» OBJETIVO 1: Quais linhas dos registros abaixo contêm a palavra "fruit"? Extraia cada uma delas, diferenciando maiúsculas de minúsculas.

» TRECHO DO TEXTO:
##########

São Paulo, segunda-feira, 31 de janeiro de 1994
Texto Anterior | Próximo Texto | Índice

Folha - Caso Lula seja eleito, o PT pretende mesmo ampliar de 0,5% para 2% do PIB os investimentos na área militar?

EMANUEL NERI

Cavagnari - Considerou-se 0,5% como o índice atual de participação militar no PIB e concluiu-se que é insuficiente para manter uma força militar com capacidade operacional satisfatória. Já que é proposta, a reestruturação das Forças Armadas e a atualização tecnológica de seu equipamento, esse índice deverá então ser aumentado, se possível, até o limite desejável de 2% do PIB. É claro que esse aumento progressivo, num período de cinco anos, não deverá atropelar prioridades sociais.
Folha - O PT pretende retomar integralmente os programas militares?
Cavagnari - Dos programas que deverão ter continuidade, apenas o nuclear e o Calha Norte são considerados polêmicos. O primeiro é polêmico devido a sua própria natureza e ao submarino nuclear. O Calha Norte porque amplia a presença militar numa área sensível para os ecologistas. Mas os dois são necessários para o Brasil. Vou propor também que haja continuidade no programa espacial, no do AMX (avião) e no Antártica.
Folha – Por que os programas nuclear e Calha Norte são importantes?
Cavagnari - Além de desenvolver a capacitação científico-tecnológica, o programa nuclear proporcionará ao país a aquisição de um meio (o submarino nuclear) que dará maior eficiência à defesa da fronteira marítima. O Calha Norte, por sua vez, concorrerá para reforçar a defesa da fronteira terrestre setentrional. Atualmente, tanto a fronteira ao norte do Solimões-Amazonas, quanto a fronteira marítima, são as duas áreas mais sensíveis do território nacional e estão precariamente defendidas.
Folha - O PT pretende mesmo criar o Ministério da Defesa?
Cavagnari - O Brasil é o único país do mundo que não tem um Ministério da Defesa. Sua criação visa a garantir a unidade de execução da política de defesa, afastando as colisões entre interesses específicos de cada força singular –Exército, Marinha e Aeronáutica. É claro que essa iniciativa deverá concorrer também para consolidar a subordinação das Forças Armadas ao poder civil. Não há dúvidas de que isso concorrerá para racionalizar a execução do orçamento segundo uma política de defesa única.
Folha - Como estão se comportando as Forças Armadas na atual crise política do país?
Cavagnari - Tem sido um comportamento exemplar. Elas fizeram uma declaração explícita de que se esforçarão ao máximo para não fugir da opção democrática.
Folha - Com o fim da doutrina da segurança nacional e da guerra fria, quais são agora os inimigos das Forças Armadas?
Cavagnari - O Brasil é um país que tem ameaças, não há dúvida. Mas são ameaças ao meio-ambiente, à biodiversidade. O bloqueio que existe de acesso do Brasil a tecnologias avançadas, não há dúvida que são ameaças aos interesses nacionais. Mas são ameaças que não justificam o emprego da força. Acontece que aqueles que ameaçam têm uma capacidade militar tão desproporcional em relação a nós, que não podemos considerar isso como uma ameaça que deve ser eliminada através da força.

##########

» INFORMAÇÕES EXIBIDAS:
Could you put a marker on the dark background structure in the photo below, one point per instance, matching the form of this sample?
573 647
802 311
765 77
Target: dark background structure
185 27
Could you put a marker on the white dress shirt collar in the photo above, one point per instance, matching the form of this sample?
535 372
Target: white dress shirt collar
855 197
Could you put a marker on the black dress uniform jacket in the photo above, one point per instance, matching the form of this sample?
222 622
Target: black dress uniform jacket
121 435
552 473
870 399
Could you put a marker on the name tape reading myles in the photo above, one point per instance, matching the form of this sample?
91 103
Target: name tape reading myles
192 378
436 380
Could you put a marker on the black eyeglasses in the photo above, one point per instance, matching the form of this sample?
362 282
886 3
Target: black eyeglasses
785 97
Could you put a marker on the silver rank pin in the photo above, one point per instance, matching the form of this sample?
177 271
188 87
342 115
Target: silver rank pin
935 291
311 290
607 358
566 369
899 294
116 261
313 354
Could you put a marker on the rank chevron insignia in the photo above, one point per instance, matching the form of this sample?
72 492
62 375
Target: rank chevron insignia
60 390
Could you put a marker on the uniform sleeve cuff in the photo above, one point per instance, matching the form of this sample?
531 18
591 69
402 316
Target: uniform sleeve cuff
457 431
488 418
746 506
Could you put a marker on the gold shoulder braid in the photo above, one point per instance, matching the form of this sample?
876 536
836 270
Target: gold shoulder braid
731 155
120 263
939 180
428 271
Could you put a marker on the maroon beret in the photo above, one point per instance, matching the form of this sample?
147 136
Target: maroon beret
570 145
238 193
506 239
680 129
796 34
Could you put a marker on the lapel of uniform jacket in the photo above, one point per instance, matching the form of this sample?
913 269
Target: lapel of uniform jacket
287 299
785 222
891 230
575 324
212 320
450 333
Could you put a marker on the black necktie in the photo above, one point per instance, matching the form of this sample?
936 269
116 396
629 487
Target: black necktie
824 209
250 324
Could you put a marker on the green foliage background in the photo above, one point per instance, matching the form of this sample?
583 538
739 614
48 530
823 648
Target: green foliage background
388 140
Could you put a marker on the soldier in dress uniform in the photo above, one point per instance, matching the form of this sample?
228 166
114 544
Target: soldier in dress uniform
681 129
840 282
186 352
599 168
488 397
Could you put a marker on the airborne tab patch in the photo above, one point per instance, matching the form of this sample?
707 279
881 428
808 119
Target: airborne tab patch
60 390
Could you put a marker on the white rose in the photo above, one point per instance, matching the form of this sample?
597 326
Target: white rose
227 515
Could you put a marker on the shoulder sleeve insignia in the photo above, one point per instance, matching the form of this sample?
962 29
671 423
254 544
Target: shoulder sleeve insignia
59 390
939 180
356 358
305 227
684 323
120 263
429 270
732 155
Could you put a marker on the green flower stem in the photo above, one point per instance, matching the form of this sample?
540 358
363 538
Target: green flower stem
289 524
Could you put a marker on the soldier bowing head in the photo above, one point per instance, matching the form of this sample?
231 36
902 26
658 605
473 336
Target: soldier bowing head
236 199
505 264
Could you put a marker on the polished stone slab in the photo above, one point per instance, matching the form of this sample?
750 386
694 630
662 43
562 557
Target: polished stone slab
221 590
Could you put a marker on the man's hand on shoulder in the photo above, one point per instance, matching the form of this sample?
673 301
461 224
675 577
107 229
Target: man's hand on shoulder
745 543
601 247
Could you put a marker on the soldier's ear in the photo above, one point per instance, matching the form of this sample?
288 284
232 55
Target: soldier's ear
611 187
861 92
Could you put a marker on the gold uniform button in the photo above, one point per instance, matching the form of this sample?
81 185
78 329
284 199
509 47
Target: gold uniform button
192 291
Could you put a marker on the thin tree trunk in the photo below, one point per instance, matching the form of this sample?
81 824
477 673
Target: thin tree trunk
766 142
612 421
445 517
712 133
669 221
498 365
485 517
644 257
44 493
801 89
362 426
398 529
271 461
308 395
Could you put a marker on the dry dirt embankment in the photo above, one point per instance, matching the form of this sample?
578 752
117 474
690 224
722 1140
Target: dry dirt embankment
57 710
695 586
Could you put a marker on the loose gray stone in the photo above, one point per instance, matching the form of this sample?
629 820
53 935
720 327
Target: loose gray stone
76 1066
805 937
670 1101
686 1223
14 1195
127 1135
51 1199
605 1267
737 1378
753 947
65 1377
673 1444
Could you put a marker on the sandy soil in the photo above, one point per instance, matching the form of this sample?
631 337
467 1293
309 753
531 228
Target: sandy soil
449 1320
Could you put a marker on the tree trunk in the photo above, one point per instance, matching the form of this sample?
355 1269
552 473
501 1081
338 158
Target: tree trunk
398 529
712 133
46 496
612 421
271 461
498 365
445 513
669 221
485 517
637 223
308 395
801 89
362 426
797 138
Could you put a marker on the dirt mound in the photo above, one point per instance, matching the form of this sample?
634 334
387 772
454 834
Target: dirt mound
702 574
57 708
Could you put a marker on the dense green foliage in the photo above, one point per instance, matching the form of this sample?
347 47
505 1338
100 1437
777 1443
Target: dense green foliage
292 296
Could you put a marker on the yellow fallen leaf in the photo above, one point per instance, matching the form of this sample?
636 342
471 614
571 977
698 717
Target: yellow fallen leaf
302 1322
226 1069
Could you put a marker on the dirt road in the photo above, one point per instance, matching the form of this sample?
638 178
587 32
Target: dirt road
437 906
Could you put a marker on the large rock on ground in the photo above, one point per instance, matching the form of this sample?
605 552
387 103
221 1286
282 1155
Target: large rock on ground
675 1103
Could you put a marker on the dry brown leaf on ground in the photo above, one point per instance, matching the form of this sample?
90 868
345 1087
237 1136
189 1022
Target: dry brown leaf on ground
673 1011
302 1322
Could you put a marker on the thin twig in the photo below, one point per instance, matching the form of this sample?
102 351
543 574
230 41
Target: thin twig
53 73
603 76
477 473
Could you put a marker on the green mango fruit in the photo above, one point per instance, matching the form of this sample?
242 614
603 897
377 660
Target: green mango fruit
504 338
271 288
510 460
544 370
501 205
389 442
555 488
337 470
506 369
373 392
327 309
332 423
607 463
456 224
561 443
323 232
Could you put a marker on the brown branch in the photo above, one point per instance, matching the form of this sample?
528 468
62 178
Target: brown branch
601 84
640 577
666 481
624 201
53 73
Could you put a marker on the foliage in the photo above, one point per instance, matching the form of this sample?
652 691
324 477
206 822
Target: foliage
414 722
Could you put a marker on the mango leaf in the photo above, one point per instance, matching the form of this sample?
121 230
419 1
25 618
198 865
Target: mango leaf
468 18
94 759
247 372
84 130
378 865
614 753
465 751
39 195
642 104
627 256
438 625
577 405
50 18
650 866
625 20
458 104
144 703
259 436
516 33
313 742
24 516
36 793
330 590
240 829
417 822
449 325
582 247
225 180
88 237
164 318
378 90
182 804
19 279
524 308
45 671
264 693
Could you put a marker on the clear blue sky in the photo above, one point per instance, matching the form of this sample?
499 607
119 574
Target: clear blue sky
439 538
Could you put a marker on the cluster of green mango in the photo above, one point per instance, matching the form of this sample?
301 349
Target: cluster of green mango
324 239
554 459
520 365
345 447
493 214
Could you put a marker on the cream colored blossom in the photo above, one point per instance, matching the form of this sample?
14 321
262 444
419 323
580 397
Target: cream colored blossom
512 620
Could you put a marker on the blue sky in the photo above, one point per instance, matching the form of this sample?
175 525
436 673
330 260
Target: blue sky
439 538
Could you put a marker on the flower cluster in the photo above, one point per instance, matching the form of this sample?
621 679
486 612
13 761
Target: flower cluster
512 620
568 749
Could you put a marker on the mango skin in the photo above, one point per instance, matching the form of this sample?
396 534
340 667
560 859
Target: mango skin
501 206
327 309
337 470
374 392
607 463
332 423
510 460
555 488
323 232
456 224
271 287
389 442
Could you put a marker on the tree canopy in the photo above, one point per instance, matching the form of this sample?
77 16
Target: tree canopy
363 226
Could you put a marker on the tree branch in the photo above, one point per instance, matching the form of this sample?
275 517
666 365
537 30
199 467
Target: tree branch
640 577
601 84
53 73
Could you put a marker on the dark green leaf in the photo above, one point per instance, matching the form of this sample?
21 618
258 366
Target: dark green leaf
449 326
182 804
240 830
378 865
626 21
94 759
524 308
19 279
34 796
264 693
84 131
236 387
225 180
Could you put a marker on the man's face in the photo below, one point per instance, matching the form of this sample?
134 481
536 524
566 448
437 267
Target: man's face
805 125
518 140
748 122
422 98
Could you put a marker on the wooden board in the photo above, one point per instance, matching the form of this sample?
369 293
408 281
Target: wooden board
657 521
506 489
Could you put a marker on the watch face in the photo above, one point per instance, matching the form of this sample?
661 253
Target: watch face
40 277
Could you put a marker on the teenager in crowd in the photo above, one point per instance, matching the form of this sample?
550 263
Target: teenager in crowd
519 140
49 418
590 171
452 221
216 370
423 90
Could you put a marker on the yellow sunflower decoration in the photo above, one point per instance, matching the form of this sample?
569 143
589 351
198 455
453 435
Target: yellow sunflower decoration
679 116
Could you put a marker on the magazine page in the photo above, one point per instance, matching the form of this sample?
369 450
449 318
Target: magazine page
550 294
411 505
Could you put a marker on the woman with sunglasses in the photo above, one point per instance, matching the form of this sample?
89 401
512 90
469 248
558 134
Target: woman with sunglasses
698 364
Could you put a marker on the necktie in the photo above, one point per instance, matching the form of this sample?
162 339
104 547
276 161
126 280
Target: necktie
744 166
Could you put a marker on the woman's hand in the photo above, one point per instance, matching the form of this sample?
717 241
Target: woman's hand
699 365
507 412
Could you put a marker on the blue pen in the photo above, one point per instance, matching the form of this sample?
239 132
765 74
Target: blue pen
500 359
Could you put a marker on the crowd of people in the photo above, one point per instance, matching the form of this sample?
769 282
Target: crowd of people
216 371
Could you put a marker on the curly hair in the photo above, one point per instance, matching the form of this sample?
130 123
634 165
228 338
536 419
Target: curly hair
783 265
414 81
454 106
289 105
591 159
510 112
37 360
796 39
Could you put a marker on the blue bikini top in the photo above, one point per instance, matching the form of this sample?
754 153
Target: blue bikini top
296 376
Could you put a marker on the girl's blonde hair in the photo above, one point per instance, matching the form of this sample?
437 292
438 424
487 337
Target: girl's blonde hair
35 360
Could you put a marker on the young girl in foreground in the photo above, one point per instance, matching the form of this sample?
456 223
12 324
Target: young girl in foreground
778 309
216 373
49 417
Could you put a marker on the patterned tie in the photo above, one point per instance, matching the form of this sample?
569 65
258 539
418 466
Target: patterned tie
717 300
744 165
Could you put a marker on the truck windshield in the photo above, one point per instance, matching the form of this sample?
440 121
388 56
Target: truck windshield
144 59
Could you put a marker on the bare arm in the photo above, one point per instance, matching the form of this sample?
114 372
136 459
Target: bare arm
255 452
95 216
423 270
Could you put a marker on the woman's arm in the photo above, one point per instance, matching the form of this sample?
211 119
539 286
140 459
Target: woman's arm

##########

» OBJETIVO 2: Redigite o trecho da entrevista sobre defesa nacional começando em "Folha - Como" e seguindo até "através da força.".

» RESPOSTA COMPLETA 1:
Could you put a marker on the green mango fruit in the photo above, one point per instance, matching the form of this sample?
Target: green mango fruit

» RESPOSTA COMPLETA 2:
Folha - Como estão se comportando as Forças Armadas na atual crise política do país?
Cavagnari - Tem sido um comportamento exemplar. Elas fizeram uma declaração explícita de que se esforçarão ao máximo para não fugir da opção democrática.
Folha - Com o fim da doutrina da segurança nacional e da guerra fria, quais são agora os inimigos das Forças Armadas?
Cavagnari - O Brasil é um país que tem ameaças, não há dúvida. Mas são ameaças ao meio-ambiente, à biodiversidade. O bloqueio que existe de acesso do Brasil a tecnologias avançadas, não há dúvida que são ameaças aos interesses nacionais. Mas são ameaças que não justificam o emprego da força. Acontece que aqueles que ameaçam têm uma capacidade militar tão desproporcional em relação a nós, que não podemos considerar isso como uma ameaça que deve ser eliminada através da força.